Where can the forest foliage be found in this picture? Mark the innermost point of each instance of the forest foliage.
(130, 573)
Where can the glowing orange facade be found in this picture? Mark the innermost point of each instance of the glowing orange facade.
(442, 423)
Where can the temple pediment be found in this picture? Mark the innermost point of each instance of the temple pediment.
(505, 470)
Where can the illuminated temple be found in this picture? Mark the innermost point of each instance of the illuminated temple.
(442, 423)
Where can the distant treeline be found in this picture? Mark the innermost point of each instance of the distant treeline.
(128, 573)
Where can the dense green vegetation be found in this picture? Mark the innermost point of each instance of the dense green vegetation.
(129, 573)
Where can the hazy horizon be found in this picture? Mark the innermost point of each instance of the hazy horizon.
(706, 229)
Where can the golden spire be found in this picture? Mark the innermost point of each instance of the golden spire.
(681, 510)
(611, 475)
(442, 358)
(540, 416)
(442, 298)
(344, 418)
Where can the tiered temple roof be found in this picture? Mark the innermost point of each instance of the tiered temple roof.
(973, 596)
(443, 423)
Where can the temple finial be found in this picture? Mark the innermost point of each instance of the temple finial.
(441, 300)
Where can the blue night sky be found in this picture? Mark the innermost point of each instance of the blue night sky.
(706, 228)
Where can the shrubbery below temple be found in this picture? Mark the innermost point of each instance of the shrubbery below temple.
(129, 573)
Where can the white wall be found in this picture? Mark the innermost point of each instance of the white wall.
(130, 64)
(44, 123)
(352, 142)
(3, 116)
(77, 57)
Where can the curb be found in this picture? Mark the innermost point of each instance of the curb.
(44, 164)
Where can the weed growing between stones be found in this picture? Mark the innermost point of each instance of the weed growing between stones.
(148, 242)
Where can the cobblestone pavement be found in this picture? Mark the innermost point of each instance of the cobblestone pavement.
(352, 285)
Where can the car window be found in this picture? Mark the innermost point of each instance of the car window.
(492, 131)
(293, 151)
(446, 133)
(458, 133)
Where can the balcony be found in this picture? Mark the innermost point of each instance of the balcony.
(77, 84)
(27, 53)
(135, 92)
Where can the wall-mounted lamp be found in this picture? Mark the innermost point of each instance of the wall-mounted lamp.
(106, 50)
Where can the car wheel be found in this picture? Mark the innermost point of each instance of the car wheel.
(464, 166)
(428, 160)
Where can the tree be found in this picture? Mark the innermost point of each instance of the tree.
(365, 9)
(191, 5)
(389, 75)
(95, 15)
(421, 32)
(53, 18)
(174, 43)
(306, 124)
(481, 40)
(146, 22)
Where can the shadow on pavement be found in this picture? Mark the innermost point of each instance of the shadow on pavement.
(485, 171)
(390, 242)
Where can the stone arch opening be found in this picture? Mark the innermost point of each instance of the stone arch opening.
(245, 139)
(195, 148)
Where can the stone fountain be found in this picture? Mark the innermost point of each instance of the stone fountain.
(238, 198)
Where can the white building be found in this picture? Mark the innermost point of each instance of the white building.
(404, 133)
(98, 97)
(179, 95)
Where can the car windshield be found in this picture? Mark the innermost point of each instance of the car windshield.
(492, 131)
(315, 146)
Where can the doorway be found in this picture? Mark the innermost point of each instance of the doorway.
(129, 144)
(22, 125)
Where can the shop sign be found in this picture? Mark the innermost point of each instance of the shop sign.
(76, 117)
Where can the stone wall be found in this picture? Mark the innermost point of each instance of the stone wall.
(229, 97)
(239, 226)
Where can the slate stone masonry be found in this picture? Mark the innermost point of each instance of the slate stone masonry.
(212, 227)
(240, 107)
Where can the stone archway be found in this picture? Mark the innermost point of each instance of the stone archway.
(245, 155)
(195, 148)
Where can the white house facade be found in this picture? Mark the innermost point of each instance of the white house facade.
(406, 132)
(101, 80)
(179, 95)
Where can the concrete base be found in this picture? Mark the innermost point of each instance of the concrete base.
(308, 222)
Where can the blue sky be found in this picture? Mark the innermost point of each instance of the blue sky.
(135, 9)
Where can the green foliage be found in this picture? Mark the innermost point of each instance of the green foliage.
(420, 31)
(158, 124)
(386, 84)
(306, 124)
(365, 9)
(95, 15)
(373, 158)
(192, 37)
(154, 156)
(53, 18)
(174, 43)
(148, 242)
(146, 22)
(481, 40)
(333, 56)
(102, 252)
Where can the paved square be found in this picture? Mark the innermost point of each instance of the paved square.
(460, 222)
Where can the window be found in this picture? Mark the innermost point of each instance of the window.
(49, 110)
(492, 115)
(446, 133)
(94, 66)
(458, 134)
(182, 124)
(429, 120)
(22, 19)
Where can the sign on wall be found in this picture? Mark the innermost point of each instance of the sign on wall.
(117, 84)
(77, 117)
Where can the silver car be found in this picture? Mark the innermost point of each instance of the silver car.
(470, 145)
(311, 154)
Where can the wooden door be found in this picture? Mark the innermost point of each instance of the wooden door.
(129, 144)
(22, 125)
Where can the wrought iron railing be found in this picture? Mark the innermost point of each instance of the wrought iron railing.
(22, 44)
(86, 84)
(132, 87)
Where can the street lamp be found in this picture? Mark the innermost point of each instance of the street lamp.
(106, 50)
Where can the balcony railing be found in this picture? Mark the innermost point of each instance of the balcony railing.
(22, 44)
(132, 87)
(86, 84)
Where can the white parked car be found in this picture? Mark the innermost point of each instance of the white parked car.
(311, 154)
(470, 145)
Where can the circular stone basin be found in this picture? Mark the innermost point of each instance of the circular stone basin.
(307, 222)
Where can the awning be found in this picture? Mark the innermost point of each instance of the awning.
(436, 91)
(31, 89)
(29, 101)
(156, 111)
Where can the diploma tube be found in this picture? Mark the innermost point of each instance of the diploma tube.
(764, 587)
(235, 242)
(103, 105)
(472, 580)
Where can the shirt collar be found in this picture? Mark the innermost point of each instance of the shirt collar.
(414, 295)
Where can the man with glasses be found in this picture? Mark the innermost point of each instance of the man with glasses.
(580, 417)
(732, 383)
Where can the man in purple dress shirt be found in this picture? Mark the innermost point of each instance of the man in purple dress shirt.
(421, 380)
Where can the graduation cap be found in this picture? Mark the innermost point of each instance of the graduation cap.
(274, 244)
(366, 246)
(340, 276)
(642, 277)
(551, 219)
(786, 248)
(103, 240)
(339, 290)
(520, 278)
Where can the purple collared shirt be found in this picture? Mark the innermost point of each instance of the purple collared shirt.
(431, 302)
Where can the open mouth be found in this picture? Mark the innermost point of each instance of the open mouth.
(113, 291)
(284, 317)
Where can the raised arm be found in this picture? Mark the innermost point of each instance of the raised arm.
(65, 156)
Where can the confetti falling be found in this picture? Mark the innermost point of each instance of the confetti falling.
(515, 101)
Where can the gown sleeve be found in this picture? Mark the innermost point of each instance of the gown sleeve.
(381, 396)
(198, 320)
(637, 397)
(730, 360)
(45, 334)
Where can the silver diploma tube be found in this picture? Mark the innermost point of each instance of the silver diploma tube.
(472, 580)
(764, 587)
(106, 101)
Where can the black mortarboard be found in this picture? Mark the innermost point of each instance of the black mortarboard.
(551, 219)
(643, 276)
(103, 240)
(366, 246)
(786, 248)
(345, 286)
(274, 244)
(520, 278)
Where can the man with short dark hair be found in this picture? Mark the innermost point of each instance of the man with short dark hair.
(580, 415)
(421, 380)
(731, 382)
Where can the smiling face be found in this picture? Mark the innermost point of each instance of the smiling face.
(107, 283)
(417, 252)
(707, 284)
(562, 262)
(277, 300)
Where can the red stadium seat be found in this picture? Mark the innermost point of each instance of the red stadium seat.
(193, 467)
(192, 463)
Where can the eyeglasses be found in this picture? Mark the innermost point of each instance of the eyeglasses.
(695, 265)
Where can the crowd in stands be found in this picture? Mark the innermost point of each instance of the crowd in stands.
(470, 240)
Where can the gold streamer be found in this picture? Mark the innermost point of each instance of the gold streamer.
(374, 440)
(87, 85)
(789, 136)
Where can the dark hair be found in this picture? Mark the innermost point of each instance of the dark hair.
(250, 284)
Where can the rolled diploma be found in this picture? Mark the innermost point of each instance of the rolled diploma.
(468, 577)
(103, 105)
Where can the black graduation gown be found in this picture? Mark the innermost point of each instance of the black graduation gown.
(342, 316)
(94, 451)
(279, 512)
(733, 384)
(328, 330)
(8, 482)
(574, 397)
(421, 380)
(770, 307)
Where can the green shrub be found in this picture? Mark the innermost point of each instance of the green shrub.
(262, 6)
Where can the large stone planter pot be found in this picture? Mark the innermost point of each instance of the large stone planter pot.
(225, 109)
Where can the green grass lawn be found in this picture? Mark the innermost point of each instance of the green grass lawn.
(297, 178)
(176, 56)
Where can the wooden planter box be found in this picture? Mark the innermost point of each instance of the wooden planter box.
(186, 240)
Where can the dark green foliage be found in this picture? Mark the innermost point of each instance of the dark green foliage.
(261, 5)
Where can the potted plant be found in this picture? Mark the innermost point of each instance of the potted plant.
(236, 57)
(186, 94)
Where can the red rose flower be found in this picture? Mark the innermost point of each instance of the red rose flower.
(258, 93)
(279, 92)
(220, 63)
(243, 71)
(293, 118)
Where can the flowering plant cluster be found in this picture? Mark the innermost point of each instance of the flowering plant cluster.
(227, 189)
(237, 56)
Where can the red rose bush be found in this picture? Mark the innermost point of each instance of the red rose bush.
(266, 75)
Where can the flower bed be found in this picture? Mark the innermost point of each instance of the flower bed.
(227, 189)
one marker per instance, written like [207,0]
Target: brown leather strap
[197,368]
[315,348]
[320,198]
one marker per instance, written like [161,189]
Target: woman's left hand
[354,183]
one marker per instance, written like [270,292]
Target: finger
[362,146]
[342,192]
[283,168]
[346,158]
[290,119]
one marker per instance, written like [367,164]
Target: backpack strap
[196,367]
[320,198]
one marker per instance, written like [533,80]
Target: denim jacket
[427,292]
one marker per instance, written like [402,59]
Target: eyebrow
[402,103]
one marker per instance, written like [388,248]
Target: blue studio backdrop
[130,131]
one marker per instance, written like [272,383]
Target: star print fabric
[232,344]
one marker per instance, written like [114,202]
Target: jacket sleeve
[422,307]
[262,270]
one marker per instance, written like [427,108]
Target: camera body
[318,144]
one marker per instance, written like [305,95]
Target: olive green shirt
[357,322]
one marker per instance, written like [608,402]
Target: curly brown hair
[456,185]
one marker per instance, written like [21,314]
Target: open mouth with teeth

--

_What is expected_: All lines from the one that contains "Target: jacket sleeve" to the end of the records above are to be copied exactly; leave out the rest.

_Written response_:
Target: jacket sleeve
[422,307]
[262,270]
one marker per instance, written like [427,108]
Target: camera body
[318,144]
one marker per instance, written like [305,95]
Target: olive green shirt
[357,322]
one marker per instance, written like [608,402]
Target: curly brown hair
[456,185]
one marker per instance, written like [21,314]
Target: open mouth with teeth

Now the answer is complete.